НАБОР ЗАДАНИЙ:
• a. Верните без изменений отрывок из текста о доме-музее Рунеберга: начните с фрагмента, содержащего слова «Музей Рунеберга примечателен», и остановитесь после слов «собственностью и музеем.».
• b. В каком году, согласно тексту о доме-музее Рунеберга, дом поэта был превращен в музей?

ВЫБРАННЫЙ ТЕКСТ:
· · ·

Музей Рунеберга примечателен еще и тем, что это самый старый в Финляндии дом-музей. Дом поэта был превращен в музей уже в 1882 году, через два года после смерти Фредрики. Финский Сенат обратился к Александру II. Тот объявил дом, в котором Рунеберг прожил двадцать пять последних лет своей жизни, национальной собственностью и музеем.

Дом Рунебергов деревянный, как и большинство домов в Порвоо. Анфилада из десяти комнат. В комнатах до сих пор те же обои, портьеры и мебель, привезенная, в основном, из Санкт-Петербурга. Часть комнат все еще хранит присутствие хозяйки: оштукатуренные стены были расписаны самой Фредрикой. Большой сад, разбитый ей же. Она так любила цветы, что забирала их с собой на острова местного архипелага, где семья обычно проводила лето.

· · ·

НАБОР ДАННЫХ:

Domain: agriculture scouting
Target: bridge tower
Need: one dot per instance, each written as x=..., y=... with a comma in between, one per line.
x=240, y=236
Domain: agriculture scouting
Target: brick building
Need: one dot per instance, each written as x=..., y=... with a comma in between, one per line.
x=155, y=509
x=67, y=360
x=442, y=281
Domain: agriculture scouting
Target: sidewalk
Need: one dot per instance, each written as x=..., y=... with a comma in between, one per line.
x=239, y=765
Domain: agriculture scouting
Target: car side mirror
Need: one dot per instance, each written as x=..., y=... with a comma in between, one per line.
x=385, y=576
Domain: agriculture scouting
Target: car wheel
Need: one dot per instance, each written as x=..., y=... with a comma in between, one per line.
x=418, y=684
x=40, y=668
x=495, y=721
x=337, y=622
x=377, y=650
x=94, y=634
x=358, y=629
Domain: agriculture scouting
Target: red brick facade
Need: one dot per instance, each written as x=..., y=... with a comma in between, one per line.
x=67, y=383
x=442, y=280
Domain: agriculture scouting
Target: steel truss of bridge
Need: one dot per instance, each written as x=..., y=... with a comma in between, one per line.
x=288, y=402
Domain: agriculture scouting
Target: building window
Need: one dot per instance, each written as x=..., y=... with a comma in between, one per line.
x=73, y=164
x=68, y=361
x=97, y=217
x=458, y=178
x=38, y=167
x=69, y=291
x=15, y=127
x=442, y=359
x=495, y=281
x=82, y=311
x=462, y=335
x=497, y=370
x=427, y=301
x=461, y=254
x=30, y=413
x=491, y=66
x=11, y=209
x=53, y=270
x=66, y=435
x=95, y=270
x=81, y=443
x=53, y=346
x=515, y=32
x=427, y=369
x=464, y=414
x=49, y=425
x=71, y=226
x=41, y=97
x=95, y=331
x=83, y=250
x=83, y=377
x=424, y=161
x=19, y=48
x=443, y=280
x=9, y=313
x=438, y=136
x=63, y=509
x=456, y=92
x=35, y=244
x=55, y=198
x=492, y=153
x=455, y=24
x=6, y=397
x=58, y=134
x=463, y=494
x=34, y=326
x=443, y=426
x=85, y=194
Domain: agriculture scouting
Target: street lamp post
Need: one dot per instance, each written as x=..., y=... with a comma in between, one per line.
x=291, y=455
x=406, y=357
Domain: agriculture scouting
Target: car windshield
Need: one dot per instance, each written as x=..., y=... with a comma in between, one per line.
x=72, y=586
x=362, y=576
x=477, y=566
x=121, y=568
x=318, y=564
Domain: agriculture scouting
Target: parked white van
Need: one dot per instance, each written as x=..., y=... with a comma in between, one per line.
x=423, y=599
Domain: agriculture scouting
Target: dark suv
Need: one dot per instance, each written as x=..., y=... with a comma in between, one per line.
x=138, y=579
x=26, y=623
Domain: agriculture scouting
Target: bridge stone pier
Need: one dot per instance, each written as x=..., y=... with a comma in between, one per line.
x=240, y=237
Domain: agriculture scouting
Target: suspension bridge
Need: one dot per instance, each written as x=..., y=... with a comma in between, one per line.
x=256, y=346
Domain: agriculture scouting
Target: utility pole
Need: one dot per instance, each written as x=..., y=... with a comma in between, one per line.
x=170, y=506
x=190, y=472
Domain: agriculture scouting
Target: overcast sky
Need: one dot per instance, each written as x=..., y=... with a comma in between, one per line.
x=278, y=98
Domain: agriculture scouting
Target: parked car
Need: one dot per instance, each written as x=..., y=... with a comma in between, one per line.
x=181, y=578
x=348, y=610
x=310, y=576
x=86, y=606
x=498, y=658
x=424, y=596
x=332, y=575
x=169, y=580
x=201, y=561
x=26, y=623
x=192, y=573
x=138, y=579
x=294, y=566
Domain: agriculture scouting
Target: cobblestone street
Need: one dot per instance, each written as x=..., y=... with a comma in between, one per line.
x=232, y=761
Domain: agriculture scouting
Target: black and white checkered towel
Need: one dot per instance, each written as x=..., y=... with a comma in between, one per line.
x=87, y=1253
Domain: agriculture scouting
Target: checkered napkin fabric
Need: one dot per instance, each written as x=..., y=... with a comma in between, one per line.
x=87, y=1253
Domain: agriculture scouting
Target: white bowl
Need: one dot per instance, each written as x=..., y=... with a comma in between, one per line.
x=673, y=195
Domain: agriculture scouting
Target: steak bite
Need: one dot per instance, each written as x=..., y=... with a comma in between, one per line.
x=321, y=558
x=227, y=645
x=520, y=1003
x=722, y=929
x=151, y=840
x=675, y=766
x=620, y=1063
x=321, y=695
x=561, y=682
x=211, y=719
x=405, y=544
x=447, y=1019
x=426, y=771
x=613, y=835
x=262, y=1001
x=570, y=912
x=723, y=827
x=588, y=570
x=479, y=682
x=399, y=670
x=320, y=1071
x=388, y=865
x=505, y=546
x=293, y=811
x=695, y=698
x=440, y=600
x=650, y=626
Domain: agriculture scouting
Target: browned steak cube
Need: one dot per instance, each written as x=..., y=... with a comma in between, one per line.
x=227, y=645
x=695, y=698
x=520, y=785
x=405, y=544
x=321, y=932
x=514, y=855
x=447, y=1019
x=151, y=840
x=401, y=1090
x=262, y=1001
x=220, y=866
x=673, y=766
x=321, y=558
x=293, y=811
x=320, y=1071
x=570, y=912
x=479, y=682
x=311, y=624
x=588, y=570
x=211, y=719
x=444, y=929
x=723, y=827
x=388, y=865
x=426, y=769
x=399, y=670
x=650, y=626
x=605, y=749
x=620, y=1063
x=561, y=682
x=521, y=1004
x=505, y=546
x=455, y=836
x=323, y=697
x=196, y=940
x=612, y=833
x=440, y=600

· · ·

ОТВЕТЫ:
• a.
Музей Рунеберга примечателен еще и тем, что это самый старый в Финляндии дом-музей. Дом поэта был превращен в музей уже в 1882 году, через два года после смерти Фредрики. Финский Сенат обратился к Александру II. Тот объявил дом, в котором Рунеберг прожил двадцать пять последних лет своей жизни, национальной собственностью и музеем.

• b. В 1882 году.